The people who tell you "i shouldnt have to put my hand on bonnet between services" or similar do not know what they are talking about. You should check your fluid levels and tyre pressures every week and not rely on the warning lights. It amazes me the number of people who spend thousands on a new car and then skimp on the basics of maintenance.

You'll get nowhere with any complaint to Skoda on this, I can assure you.

SSE


----------



## fredg (15 Jul 2008)

kfk
for your information,
i was told first service at 30k,and as already stated
its inside car on sticker information.
secondly try to answer the question asked, which caveat has tried to do.
you probally work for skoda anyway.
but thanks v much for taking the time and effort to post.
F


----------



## fredg (15 Jul 2008)

SSE thanks v much for v informative reply.


----------



## RS2K (15 Jul 2008)

Some engines burn oil, others don't.

VW Golf 1.8 16v from way back drank it for fun. Modern Mazda RX8's have a great thirst for it too.

It's just one of those things. On a newish car it may even improve over time, but as long as it's within specifications there's nothing to be done about it, only keep it topped up. Make sure the top up oil is exactly as per manufacturers specifications. These vary car to car and even engine to engine within a car range.

####################

● Exercise instructions:
[1] According to the forum thread, how often should fluid levels be checked?
[2] Rewrite everything from "The people who" down to "can assure you." in the forum thread, replacing "warning lights" with "dashboard lights".
[3] Please summarize the forum thread in two sentences.

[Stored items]
####################

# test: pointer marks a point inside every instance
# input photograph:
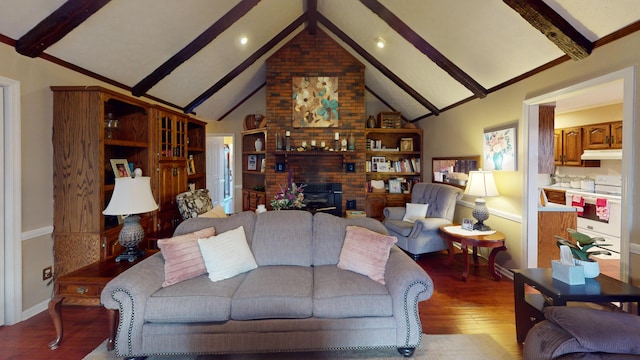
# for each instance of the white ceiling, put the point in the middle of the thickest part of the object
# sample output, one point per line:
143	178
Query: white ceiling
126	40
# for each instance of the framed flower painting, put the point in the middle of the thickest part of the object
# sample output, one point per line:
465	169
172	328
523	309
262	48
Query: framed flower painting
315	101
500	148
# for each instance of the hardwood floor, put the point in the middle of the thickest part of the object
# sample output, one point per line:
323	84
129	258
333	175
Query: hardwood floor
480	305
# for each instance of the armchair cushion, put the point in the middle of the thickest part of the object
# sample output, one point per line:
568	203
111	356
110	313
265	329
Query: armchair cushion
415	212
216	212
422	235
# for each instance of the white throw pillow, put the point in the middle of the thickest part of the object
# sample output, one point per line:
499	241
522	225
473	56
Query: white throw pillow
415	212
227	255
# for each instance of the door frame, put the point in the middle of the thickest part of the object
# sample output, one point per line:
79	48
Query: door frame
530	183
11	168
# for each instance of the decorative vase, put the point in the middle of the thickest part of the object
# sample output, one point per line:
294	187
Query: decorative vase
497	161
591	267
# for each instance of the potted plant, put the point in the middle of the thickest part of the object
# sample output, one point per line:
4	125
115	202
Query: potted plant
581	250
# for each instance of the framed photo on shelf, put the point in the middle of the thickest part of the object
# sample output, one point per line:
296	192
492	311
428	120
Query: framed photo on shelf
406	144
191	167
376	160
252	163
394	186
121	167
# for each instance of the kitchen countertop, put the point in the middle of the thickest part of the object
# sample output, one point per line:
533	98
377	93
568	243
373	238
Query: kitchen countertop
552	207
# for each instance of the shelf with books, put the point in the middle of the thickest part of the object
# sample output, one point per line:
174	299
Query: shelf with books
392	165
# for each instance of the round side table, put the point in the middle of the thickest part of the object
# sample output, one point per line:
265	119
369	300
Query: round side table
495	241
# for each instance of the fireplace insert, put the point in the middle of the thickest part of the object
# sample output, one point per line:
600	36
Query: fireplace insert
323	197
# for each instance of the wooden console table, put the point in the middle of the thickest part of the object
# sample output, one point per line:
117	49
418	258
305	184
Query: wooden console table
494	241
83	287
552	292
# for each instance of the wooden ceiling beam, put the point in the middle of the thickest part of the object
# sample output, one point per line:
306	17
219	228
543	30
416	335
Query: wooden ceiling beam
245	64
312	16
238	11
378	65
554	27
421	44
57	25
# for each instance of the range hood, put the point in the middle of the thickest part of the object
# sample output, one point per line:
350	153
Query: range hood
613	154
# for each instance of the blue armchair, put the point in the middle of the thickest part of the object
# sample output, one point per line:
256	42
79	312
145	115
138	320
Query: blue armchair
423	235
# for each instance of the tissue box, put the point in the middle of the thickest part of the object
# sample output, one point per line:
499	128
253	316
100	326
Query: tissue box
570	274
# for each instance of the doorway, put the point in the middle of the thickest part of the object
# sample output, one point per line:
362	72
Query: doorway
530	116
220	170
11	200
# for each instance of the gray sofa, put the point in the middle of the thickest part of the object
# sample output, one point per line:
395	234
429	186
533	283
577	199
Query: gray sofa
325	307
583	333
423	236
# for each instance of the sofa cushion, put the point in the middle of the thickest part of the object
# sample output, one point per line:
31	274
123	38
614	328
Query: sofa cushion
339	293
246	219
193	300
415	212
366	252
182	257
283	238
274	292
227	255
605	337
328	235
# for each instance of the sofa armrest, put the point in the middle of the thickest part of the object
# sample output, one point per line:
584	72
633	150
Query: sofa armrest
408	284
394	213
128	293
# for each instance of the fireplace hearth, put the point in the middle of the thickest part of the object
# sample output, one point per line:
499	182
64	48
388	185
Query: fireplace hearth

####################

● Responses for each task:
[1] Every week.

[2]
The people who tell you "i shouldnt have to put my hand on bonnet between services" or similar do not know what they are talking about. You should check your fluid levels and tyre pressures every week and not rely on the dashboard lights. It amazes me the number of people who spend thousands on a new car and then skimp on the basics of maintenance.

You'll get nowhere with any complaint to Skoda on this, I can assure you.

[3] One poster says owners should check fluid levels weekly rather than rely on warning lights, and that a complaint to Skoda will get nowhere. Another notes that some engines burn oil and, as long as consumption is within specifications, the only remedy is to keep it topped up with oil that matches the manufacturer's specifications.